* Exercise objective: Count the lines in the material below that contain the string "Query", and reply with only that number.

* Data for this exercise:

────────

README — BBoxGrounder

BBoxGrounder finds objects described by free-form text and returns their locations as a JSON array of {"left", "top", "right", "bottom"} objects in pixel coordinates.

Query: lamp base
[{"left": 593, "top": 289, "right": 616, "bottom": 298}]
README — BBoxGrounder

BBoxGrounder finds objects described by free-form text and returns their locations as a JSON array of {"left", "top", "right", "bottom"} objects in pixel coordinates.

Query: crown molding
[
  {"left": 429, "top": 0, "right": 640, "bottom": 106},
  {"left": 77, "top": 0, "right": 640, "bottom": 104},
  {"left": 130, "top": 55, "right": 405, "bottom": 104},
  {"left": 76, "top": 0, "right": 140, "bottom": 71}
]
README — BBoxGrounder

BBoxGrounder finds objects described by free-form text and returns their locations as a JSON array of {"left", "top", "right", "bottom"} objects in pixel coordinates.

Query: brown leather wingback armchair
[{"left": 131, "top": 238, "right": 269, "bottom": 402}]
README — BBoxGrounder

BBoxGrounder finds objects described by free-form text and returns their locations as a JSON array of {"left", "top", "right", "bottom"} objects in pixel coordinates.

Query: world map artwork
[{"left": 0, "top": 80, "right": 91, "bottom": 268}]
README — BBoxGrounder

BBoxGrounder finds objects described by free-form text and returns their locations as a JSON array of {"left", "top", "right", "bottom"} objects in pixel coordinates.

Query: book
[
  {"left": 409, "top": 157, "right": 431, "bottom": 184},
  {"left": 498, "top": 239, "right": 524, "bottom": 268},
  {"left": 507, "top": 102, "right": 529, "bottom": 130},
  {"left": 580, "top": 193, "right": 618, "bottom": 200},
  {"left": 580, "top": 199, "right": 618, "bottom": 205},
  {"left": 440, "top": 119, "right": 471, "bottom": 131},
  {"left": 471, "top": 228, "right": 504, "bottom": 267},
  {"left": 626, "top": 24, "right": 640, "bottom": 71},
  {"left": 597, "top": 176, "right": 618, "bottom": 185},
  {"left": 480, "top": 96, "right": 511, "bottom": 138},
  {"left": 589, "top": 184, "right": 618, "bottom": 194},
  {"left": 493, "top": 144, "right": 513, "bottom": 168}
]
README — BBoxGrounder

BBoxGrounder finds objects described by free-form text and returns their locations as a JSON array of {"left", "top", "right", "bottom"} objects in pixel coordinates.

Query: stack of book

────────

* Answer to this exercise: 6